### EXERCISE DESCRIPTION
Render the records below as a numbered list, leaving out any blank lines.

Items listed in a dataset:
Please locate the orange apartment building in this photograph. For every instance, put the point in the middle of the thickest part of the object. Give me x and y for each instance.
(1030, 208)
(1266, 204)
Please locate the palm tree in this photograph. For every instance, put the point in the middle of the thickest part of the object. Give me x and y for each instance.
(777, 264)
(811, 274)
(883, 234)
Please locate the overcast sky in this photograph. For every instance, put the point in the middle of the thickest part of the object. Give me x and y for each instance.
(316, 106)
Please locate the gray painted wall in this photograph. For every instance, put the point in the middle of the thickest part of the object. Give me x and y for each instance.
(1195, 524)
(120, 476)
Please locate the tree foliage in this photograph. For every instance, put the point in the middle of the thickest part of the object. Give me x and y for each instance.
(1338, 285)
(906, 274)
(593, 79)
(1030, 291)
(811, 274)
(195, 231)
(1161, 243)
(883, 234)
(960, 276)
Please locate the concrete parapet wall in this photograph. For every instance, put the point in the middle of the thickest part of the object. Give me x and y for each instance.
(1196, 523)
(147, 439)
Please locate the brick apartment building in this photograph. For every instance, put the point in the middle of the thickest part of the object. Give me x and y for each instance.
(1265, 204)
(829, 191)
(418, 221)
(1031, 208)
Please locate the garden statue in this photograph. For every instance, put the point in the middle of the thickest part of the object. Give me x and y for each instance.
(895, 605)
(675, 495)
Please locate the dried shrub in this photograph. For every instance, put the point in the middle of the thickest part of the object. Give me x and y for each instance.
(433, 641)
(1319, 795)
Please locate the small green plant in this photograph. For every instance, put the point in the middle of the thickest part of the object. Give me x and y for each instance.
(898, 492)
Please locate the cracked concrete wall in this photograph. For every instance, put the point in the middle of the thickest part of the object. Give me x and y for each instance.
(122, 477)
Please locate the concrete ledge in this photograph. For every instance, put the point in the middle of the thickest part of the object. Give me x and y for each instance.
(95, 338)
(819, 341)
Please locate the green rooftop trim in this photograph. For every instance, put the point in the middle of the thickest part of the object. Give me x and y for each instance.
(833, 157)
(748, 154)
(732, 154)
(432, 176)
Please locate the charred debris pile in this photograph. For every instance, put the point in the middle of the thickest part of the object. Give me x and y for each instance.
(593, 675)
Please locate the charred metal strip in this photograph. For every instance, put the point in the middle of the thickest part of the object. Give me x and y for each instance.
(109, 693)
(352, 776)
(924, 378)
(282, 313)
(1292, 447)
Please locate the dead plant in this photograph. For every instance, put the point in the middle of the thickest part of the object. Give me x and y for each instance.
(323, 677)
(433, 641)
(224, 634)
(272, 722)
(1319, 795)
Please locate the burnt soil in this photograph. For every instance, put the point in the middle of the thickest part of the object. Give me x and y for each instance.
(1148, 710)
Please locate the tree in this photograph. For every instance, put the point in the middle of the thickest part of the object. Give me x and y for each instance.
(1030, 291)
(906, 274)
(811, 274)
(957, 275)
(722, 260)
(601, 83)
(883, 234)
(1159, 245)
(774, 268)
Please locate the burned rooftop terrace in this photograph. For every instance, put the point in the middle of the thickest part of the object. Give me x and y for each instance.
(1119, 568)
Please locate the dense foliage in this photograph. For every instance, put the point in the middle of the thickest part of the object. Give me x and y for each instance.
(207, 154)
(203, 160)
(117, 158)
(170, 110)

### REPLY
1. Please locate the orange apartment building in this photograph. For every instance, put the point in the middle of the thickest part of the object. Give me x and y for each instance.
2. (1030, 208)
3. (1266, 204)
4. Please locate the palm tree in this photograph. For every instance, put the point in the middle of the thickest part of the object. Give me x and y for each instance.
5. (777, 264)
6. (811, 274)
7. (883, 234)
8. Please locate the overcast sky in this photograph. For every instance, put the point in the middle of the thickest part of the object. Give me x and y for each instance.
9. (316, 106)
10. Please locate the gray painted wall in this photograph. For every instance, put the point in the middle of the thickest part of the object. Give me x and y for each instance.
11. (1195, 524)
12. (120, 476)
13. Please locate the tree foliage in this photograph. For every instance, put the point in the middle of the thickest part of the object. Give me x and y for each instance.
14. (1338, 285)
15. (906, 274)
16. (593, 79)
17. (1030, 291)
18. (811, 274)
19. (195, 231)
20. (1161, 243)
21. (883, 234)
22. (960, 276)
23. Please locate the concrete parapet wall in this photograph. For every instance, put the point in the middle of the thickest part of the object. Give me x and y for each instance.
24. (1196, 523)
25. (147, 439)
26. Please locate the brick apartment building in this photograph. For every instance, put the point in the middle of the thickest part of the object. Give me x and y for each instance.
27. (1265, 204)
28. (829, 191)
29. (418, 221)
30. (1031, 208)
31. Please locate the garden statue in this photograph. For every instance, put the point in the middle of the thickest part of the object. Give me x and y for each instance.
32. (895, 605)
33. (675, 495)
34. Please locate the dried shrub in this photograph. For every instance, put the point in the middle of the thickest part of the object. Give me x and y for each instance.
35. (433, 641)
36. (1319, 795)
37. Please locate the small green plant in this photograph. For every instance, put the point in the middle of the thickest part of the object. Give me x and y for each instance.
38. (898, 492)
39. Please locate the cracked concrete wall in this photograph. For every instance, put the point in the middle of the thickest part of the object. Give me x and y for each instance.
40. (122, 477)
41. Please locate the concrete ledge in this photograph. For every instance, put the point in the middle of the thickest part of the object. Give me x and y for each instance.
42. (95, 338)
43. (819, 341)
44. Please locate the green rooftop trim in this photograph. For every instance, put the point in the middle of the thickest part of the object. Give me x and y for each instance.
45. (833, 157)
46. (748, 154)
47. (732, 154)
48. (432, 176)
49. Please locate the charred debris pile in this photograph. For every instance, put the point in the middle of the thickest part of the object. Give me x and y for each instance.
50. (593, 675)
51. Please locate the charred metal strip in this photograph. For every instance, put the point in the middle of the thickest part of the object. Give me x and y for each instance.
52. (109, 693)
53. (352, 776)
54. (924, 378)
55. (282, 313)
56. (1292, 447)
57. Please locate the dead plant in this photograph. For every instance, put the point in the middle of the thickest part of the object. Give me x and y for each instance.
58. (323, 677)
59. (433, 641)
60. (224, 634)
61. (272, 722)
62. (1319, 795)
63. Please locate the burnt soil in this photograph. For every instance, put the point in the middle of the thickest part of the object. Give me x and y for each instance.
64. (1148, 710)
65. Please locate the tree in this photograph. For every instance, put the point in the middle of the thickest part of the object. Give me x and y for each instance.
66. (1030, 291)
67. (906, 274)
68. (811, 274)
69. (957, 275)
70. (722, 260)
71. (601, 83)
72. (883, 234)
73. (1159, 245)
74. (774, 268)
75. Please locate the burned rooftop terrace in this photograph. For every instance, put the point in the middle of the thickest part of the object. Give me x and y for each instance.
76. (1119, 568)
77. Please locate the dense foliage in this photograph. For every instance, put the point in the middle of the thickest part of the object. Give me x and y for each instance.
78. (207, 154)
79. (203, 160)
80. (117, 158)
81. (170, 110)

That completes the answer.